Data extract:
· · · ·

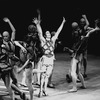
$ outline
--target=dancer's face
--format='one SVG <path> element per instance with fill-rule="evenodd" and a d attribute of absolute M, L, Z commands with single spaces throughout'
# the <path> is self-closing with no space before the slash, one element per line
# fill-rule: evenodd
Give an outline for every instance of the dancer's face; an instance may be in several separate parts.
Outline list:
<path fill-rule="evenodd" d="M 81 20 L 80 20 L 80 25 L 81 25 L 82 27 L 84 27 L 84 26 L 86 25 L 86 22 L 85 22 L 85 19 L 84 19 L 84 18 L 81 18 Z"/>
<path fill-rule="evenodd" d="M 51 39 L 51 34 L 50 34 L 49 31 L 46 31 L 45 35 L 46 35 L 46 40 L 50 40 Z"/>
<path fill-rule="evenodd" d="M 3 32 L 3 39 L 4 41 L 9 41 L 9 33 L 7 31 Z"/>

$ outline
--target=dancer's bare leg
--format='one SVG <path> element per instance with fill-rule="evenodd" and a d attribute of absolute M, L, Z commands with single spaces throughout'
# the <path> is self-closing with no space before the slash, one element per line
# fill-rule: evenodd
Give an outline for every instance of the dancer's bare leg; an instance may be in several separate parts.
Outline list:
<path fill-rule="evenodd" d="M 52 74 L 52 71 L 53 71 L 53 65 L 50 65 L 47 67 L 47 70 L 46 70 L 46 77 L 45 77 L 45 84 L 44 84 L 44 93 L 45 93 L 45 96 L 48 95 L 47 94 L 47 84 L 48 84 L 48 81 L 49 81 L 49 77 L 51 76 Z"/>
<path fill-rule="evenodd" d="M 37 69 L 41 70 L 41 67 L 42 67 L 42 60 L 40 59 L 37 64 Z M 37 73 L 37 84 L 38 85 L 40 85 L 40 75 L 41 75 L 41 73 Z"/>
<path fill-rule="evenodd" d="M 4 81 L 4 84 L 5 84 L 8 92 L 9 92 L 11 100 L 15 100 L 14 91 L 11 88 L 10 73 L 5 74 L 5 76 L 2 79 Z"/>
<path fill-rule="evenodd" d="M 44 85 L 45 75 L 44 73 L 41 73 L 40 76 L 40 91 L 38 97 L 41 97 L 43 95 L 43 85 Z"/>
<path fill-rule="evenodd" d="M 84 67 L 83 76 L 84 76 L 84 78 L 86 78 L 87 77 L 87 74 L 86 74 L 86 71 L 87 71 L 87 51 L 85 51 L 83 54 L 83 67 Z"/>
<path fill-rule="evenodd" d="M 22 81 L 20 84 L 23 86 L 26 86 L 25 80 L 26 80 L 26 70 L 24 69 L 23 70 L 23 78 L 22 78 Z"/>
<path fill-rule="evenodd" d="M 84 83 L 84 77 L 83 77 L 83 75 L 81 74 L 81 68 L 82 68 L 81 64 L 78 63 L 78 72 L 77 72 L 77 74 L 78 74 L 78 77 L 79 77 L 79 79 L 80 79 L 80 81 L 81 81 L 82 87 L 85 89 L 86 86 L 85 86 L 85 83 Z"/>
<path fill-rule="evenodd" d="M 41 70 L 38 69 L 38 72 L 41 71 L 41 74 L 40 74 L 40 92 L 39 92 L 39 97 L 41 97 L 43 95 L 43 87 L 44 87 L 44 84 L 45 84 L 45 71 L 46 71 L 46 66 L 43 65 L 41 66 Z"/>
<path fill-rule="evenodd" d="M 71 76 L 72 76 L 73 88 L 71 90 L 69 90 L 69 92 L 76 92 L 77 91 L 77 74 L 76 74 L 77 63 L 78 63 L 78 60 L 75 58 L 72 58 Z"/>
<path fill-rule="evenodd" d="M 26 69 L 26 84 L 28 86 L 29 89 L 29 93 L 30 93 L 30 100 L 33 100 L 33 87 L 32 87 L 32 77 L 33 77 L 33 73 L 32 73 L 32 65 L 29 64 L 28 65 L 29 68 Z"/>

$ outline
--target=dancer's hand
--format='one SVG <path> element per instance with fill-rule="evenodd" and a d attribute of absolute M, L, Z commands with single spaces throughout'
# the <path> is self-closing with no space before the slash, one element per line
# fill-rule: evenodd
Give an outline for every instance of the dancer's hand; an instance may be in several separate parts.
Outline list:
<path fill-rule="evenodd" d="M 27 50 L 25 48 L 21 48 L 23 53 L 27 53 Z"/>
<path fill-rule="evenodd" d="M 100 30 L 100 28 L 99 28 L 98 26 L 97 26 L 95 29 L 96 29 L 97 31 Z"/>
<path fill-rule="evenodd" d="M 98 24 L 100 23 L 100 19 L 95 20 L 95 27 L 98 27 Z M 99 27 L 98 27 L 99 28 Z"/>
<path fill-rule="evenodd" d="M 65 23 L 65 22 L 66 22 L 65 17 L 63 17 L 63 23 Z"/>
<path fill-rule="evenodd" d="M 64 47 L 64 48 L 63 48 L 63 51 L 66 51 L 66 49 L 67 49 L 67 48 L 66 48 L 66 47 Z"/>
<path fill-rule="evenodd" d="M 69 48 L 68 47 L 64 47 L 63 51 L 69 51 Z"/>
<path fill-rule="evenodd" d="M 19 74 L 21 71 L 22 71 L 21 68 L 17 68 L 17 69 L 16 69 L 16 72 L 17 72 L 18 74 Z"/>
<path fill-rule="evenodd" d="M 38 20 L 37 18 L 34 18 L 32 22 L 35 23 L 35 24 L 40 23 L 39 20 Z"/>
<path fill-rule="evenodd" d="M 9 22 L 9 21 L 10 21 L 7 17 L 3 18 L 3 20 L 4 20 L 5 22 Z"/>
<path fill-rule="evenodd" d="M 86 18 L 86 15 L 82 15 L 83 18 Z"/>
<path fill-rule="evenodd" d="M 84 38 L 85 36 L 81 36 L 81 40 Z"/>
<path fill-rule="evenodd" d="M 100 22 L 100 19 L 96 19 L 96 20 L 95 20 L 95 23 L 98 23 L 98 22 Z"/>

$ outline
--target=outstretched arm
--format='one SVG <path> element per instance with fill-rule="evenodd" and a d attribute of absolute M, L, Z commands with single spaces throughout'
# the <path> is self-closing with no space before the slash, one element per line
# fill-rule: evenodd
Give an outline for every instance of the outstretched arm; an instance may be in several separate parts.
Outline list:
<path fill-rule="evenodd" d="M 34 22 L 36 24 L 40 41 L 45 41 L 45 38 L 43 37 L 43 32 L 42 32 L 42 28 L 41 28 L 41 25 L 40 25 L 40 21 L 37 18 L 35 18 L 35 19 L 33 19 L 32 22 Z"/>
<path fill-rule="evenodd" d="M 94 29 L 90 30 L 85 37 L 89 37 L 91 33 L 100 30 L 99 27 L 95 27 Z"/>
<path fill-rule="evenodd" d="M 87 29 L 88 26 L 89 26 L 89 21 L 88 21 L 86 15 L 82 15 L 82 17 L 85 19 L 85 22 L 86 22 L 86 25 L 85 25 L 84 29 Z"/>
<path fill-rule="evenodd" d="M 26 66 L 29 64 L 29 62 L 30 60 L 28 59 L 21 68 L 17 69 L 17 73 L 22 72 L 26 68 Z"/>
<path fill-rule="evenodd" d="M 20 47 L 23 52 L 27 52 L 27 50 L 18 41 L 14 41 L 14 43 L 16 46 Z"/>
<path fill-rule="evenodd" d="M 60 34 L 65 22 L 66 22 L 66 20 L 63 17 L 63 21 L 62 21 L 60 27 L 58 28 L 57 32 L 55 33 L 55 35 L 52 37 L 52 40 L 56 40 L 58 38 L 58 35 Z"/>
<path fill-rule="evenodd" d="M 10 22 L 10 20 L 8 18 L 4 18 L 3 20 L 10 25 L 11 30 L 12 30 L 11 40 L 15 40 L 15 31 L 16 30 L 15 30 L 14 26 L 12 25 L 12 23 Z"/>

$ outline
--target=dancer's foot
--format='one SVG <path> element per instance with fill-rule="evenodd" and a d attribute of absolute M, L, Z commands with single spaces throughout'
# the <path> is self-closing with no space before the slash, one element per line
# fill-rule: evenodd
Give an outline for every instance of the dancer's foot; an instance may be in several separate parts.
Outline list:
<path fill-rule="evenodd" d="M 49 88 L 55 88 L 54 84 L 52 84 L 52 83 L 48 84 L 47 87 L 49 87 Z"/>
<path fill-rule="evenodd" d="M 32 83 L 32 85 L 37 85 L 37 86 L 40 86 L 40 84 L 38 84 L 38 83 Z"/>
<path fill-rule="evenodd" d="M 44 96 L 48 96 L 47 92 L 43 90 Z"/>
<path fill-rule="evenodd" d="M 20 95 L 20 93 L 19 93 L 19 92 L 17 92 L 17 91 L 14 91 L 14 93 L 15 93 L 16 95 Z"/>
<path fill-rule="evenodd" d="M 77 92 L 77 88 L 72 88 L 70 90 L 68 90 L 69 93 L 72 93 L 72 92 Z"/>
<path fill-rule="evenodd" d="M 87 75 L 86 75 L 86 74 L 83 74 L 83 77 L 84 77 L 84 78 L 87 78 Z"/>
<path fill-rule="evenodd" d="M 26 84 L 22 84 L 22 83 L 20 83 L 20 86 L 27 87 L 27 85 L 26 85 Z"/>
<path fill-rule="evenodd" d="M 86 86 L 81 86 L 80 88 L 81 88 L 81 89 L 86 89 Z"/>
<path fill-rule="evenodd" d="M 42 97 L 42 91 L 39 92 L 38 97 Z"/>
<path fill-rule="evenodd" d="M 77 82 L 81 82 L 79 78 L 77 78 Z"/>
<path fill-rule="evenodd" d="M 25 93 L 21 93 L 21 94 L 20 94 L 20 98 L 21 98 L 22 100 L 28 100 L 28 98 L 26 97 Z"/>

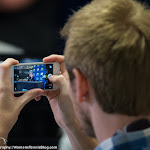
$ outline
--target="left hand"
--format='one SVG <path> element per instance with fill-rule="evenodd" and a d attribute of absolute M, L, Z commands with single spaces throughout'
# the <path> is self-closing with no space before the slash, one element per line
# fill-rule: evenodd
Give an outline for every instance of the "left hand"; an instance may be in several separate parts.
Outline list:
<path fill-rule="evenodd" d="M 19 62 L 8 58 L 0 64 L 0 137 L 7 138 L 22 108 L 32 99 L 43 95 L 43 90 L 33 89 L 20 97 L 14 97 L 9 79 L 9 68 Z"/>

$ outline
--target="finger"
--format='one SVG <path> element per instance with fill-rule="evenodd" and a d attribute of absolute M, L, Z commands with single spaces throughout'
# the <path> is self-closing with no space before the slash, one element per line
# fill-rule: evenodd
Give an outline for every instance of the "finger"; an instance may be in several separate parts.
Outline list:
<path fill-rule="evenodd" d="M 15 60 L 13 58 L 7 58 L 4 62 L 2 62 L 0 65 L 9 68 L 12 65 L 18 64 L 19 61 Z"/>
<path fill-rule="evenodd" d="M 12 65 L 18 64 L 19 61 L 13 59 L 13 58 L 8 58 L 4 62 L 0 64 L 0 82 L 1 85 L 6 85 L 9 82 L 9 68 Z"/>
<path fill-rule="evenodd" d="M 21 102 L 21 106 L 24 107 L 29 101 L 31 101 L 32 99 L 35 99 L 36 97 L 39 97 L 41 95 L 44 95 L 44 91 L 42 89 L 32 89 L 32 90 L 24 93 L 18 99 Z"/>
<path fill-rule="evenodd" d="M 38 96 L 35 98 L 36 101 L 39 101 L 41 99 L 41 96 Z"/>
<path fill-rule="evenodd" d="M 44 91 L 44 96 L 47 97 L 48 100 L 51 100 L 59 95 L 60 90 L 56 91 Z"/>
<path fill-rule="evenodd" d="M 62 88 L 65 83 L 65 78 L 63 75 L 51 75 L 49 81 L 53 84 L 57 84 L 59 88 Z"/>
<path fill-rule="evenodd" d="M 44 63 L 58 62 L 60 64 L 61 73 L 63 74 L 66 72 L 63 55 L 50 55 L 48 57 L 43 58 L 43 62 Z"/>
<path fill-rule="evenodd" d="M 64 62 L 64 56 L 62 55 L 50 55 L 48 57 L 43 58 L 43 62 L 47 63 L 47 62 L 58 62 L 58 63 L 62 63 Z"/>

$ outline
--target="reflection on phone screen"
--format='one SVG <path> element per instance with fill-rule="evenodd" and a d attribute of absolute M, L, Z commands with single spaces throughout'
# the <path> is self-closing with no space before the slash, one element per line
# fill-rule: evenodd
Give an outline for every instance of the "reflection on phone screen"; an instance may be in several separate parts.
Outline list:
<path fill-rule="evenodd" d="M 53 89 L 48 80 L 53 74 L 53 64 L 21 65 L 14 67 L 14 92 L 33 88 Z"/>

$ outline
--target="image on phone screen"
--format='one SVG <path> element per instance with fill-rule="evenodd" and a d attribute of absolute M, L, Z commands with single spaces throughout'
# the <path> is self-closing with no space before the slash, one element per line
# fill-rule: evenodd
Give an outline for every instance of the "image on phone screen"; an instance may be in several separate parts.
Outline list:
<path fill-rule="evenodd" d="M 14 92 L 34 88 L 53 89 L 53 84 L 48 80 L 52 74 L 53 64 L 14 66 Z"/>

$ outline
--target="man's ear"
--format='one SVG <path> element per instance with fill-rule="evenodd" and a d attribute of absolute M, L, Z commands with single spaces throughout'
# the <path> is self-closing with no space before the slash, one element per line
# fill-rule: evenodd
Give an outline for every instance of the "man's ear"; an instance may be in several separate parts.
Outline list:
<path fill-rule="evenodd" d="M 86 101 L 88 97 L 88 80 L 78 69 L 73 69 L 73 73 L 75 76 L 77 99 L 80 103 L 82 103 Z"/>

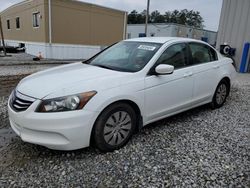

· · · ·

The task: Show the lines above that include "bare".

Response to the exercise:
--target=dancer's bare leg
Give an outline for every instance of the dancer's bare leg; an instance may be in several separate parts.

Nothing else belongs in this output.